- Extrait -
_ _ _ _ _ _ _
Le déroulé des faits (révélé par Mediapart en 2023 et confirmé par France 3 Alsace) est à cet égard riche d'enseignements. Le jour de Noël 2021, Estelle est agressée dans sa chambre. Plus d'un mois plus tard, la jeune fille alors âgée de 13 ans finit par tout dévoiler à sa mère. Elles vont alors déposer plainte à la gendarmerie. Une enquête préliminaire est ouverte, et deux amies auxquelles Estelle s'est confiée sont auditionnées par la gendarmerie dans les mois suivants.
En 18 mois, l'agresseur présumé n'est jamais auditionné
En juillet 2022, six mois après sa plainte, elle fait une tentative de suicide et est hospitalisée pendant plusieurs semaines. Entre juillet 2022 et avril 2023, sa mère écrit trois mails dans lesquels elle témoigne du mal-être profond de sa fille et demande des nouvelles de l'enquête. À chaque fois, on l'invite à réitérer sa demande quatre mois plus tard. Elle finit par écrire un courrier recommandé à la procureure de la République, un mois et une semaine avant le suicide d'Estelle. Elle y raconte sa peur que l'agresseur d'Estelle "fasse d'autres victimes" et demande que celui-ci soit "enfin auditionné" et que sa fille soit "reconnue comme victime". Et ces mots, surtout : "En tant que mère, j'ai peur chaque jour qu'elle commette l'irréparable". Réponse de la procureure : "L'affaire est repartie en enquête. Nous vous invitons à réitérer votre demande dans un délai de huit mois".
_ _ _ _ _ _ _
- Liste des enregistrements -
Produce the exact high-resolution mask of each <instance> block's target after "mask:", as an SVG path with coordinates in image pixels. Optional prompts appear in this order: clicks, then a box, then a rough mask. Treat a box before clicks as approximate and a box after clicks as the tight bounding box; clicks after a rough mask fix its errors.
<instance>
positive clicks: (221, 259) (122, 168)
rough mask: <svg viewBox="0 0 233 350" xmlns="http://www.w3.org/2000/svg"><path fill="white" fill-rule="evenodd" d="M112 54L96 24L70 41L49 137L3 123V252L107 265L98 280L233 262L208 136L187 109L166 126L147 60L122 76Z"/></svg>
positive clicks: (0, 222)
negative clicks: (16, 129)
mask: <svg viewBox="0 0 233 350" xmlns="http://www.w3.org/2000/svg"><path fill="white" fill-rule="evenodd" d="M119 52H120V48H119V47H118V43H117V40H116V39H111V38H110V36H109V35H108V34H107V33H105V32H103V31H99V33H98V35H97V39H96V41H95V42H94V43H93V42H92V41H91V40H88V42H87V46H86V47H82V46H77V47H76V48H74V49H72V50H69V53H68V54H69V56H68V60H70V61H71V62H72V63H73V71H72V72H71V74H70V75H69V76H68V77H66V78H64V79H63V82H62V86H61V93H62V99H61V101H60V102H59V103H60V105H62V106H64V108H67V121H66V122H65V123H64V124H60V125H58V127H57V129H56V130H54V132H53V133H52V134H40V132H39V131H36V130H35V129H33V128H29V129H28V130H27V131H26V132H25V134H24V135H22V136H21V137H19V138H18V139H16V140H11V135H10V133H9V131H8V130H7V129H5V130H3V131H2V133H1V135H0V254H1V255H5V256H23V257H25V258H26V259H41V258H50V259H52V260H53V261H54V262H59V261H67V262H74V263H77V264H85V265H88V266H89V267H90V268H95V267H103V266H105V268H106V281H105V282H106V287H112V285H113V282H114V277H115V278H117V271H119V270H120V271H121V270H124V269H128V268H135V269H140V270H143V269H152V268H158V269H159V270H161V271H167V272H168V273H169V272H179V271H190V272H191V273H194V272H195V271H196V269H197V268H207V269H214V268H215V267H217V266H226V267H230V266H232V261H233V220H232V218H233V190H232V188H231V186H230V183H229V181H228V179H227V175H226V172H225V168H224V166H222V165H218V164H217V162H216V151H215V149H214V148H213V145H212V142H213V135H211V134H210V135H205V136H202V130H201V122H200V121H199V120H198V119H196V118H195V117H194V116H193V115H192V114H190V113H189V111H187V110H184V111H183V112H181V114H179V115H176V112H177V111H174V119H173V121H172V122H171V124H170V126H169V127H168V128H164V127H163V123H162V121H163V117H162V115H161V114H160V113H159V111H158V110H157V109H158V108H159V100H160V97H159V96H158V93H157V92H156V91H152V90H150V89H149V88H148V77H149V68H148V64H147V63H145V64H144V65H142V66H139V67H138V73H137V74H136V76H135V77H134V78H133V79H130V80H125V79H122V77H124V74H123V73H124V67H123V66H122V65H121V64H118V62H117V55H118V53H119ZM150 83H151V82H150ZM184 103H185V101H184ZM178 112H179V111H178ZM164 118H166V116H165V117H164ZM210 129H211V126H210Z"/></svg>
_ _ _ _ _ _ _
- Consigne -
Remplacez partout "gendarmerie" par "police" dans l'extrait, puis recopiez le segment qui commence par "Le déroulé des" et se poursuit jusqu'à "les mois suivants.".

- Réponse rédigée -
Le déroulé des faits (révélé par Mediapart en 2023 et confirmé par France 3 Alsace) est à cet égard riche d'enseignements. Le jour de Noël 2021, Estelle est agressée dans sa chambre. Plus d'un mois plus tard, la jeune fille alors âgée de 13 ans finit par tout dévoiler à sa mère. Elles vont alors déposer plainte à la police. Une enquête préliminaire est ouverte, et deux amies auxquelles Estelle s'est confiée sont auditionnées par la police dans les mois suivants.